**Given records**
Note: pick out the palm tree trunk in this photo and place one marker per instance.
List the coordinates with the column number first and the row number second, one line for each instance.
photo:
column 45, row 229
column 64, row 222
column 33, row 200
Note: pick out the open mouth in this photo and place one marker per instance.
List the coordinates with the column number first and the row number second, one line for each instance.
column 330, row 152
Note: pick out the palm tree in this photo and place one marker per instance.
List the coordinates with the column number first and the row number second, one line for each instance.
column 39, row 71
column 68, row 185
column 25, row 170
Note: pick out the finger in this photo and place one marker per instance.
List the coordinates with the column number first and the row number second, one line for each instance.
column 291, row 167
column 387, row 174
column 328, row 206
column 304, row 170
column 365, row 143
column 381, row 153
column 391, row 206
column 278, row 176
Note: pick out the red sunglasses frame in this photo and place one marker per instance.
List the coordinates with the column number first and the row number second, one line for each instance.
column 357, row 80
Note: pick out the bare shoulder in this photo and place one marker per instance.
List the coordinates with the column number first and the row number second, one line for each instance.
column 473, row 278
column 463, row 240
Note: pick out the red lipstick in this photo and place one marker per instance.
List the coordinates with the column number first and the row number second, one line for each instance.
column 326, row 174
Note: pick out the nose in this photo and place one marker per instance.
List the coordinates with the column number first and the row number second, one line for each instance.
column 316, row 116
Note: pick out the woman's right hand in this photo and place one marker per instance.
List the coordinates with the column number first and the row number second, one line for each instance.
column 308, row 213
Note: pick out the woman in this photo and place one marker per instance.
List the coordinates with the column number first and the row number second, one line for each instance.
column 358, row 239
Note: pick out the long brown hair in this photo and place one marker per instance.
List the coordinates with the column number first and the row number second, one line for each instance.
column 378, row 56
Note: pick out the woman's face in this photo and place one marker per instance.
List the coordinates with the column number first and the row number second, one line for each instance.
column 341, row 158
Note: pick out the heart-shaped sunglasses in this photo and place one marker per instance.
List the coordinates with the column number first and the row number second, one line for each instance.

**Exercise**
Rewrite all the rows above, changing every "marker" to "dot" and leaving everything else as it is.

**Written answer**
Note: pick out the palm tree trunk in this photo and place one dot per instance.
List the coordinates with the column number first and the row number second, one line for each instance.
photo:
column 45, row 229
column 64, row 222
column 33, row 200
Note: pick out the open mouth in this photo and place one dot per instance.
List the coordinates with the column number first and the row number second, one line for each instance.
column 330, row 152
Note: pick out the palm tree in this photo and place one dot per instance.
List the coordinates with the column number first and the row number second, one line for each instance.
column 39, row 71
column 68, row 185
column 25, row 170
Note: pick out the finger in this photo and place one dot per instance.
List the coordinates with the column number first and the row number second, one line for each instance.
column 291, row 167
column 387, row 174
column 328, row 206
column 304, row 170
column 365, row 143
column 381, row 153
column 391, row 206
column 278, row 176
Note: pick out the red sunglasses frame in this photo and place one dot per instance.
List the coordinates with the column number first and the row number second, one line for each instance.
column 357, row 80
Note: pick out the bare shoulder in this photo and place one dot per instance.
List the coordinates with the column number first and the row number second, one line for each instance.
column 473, row 278
column 463, row 240
Note: pick out the red lipstick in this photo and place one dot per instance.
List the coordinates with the column number first and the row number second, one line for each instance.
column 326, row 174
Note: pick out the nose in this photo and place one dot per instance.
List the coordinates with the column number first and the row number second, one line for each instance.
column 316, row 116
Note: pick out the woman's right hand in this photo and place one dot per instance.
List the coordinates with the column number first and the row number second, one line for each instance.
column 308, row 213
Note: pick out the woman in this photo and place one dot per instance.
List the coordinates with the column number first and the row number second, one line for each instance.
column 358, row 239
Note: pick out the long brown hair in this photo and place one dot per instance.
List the coordinates with the column number first and the row number second, one line for each instance.
column 378, row 56
Note: pick out the woman's face in this photo and place one dot per instance.
List the coordinates with the column number first and the row number second, one line for each instance.
column 341, row 158
Note: pick out the heart-shaped sunglasses in this photo and place one dot per instance.
List the coordinates with the column number first and the row number second, one line for each instance.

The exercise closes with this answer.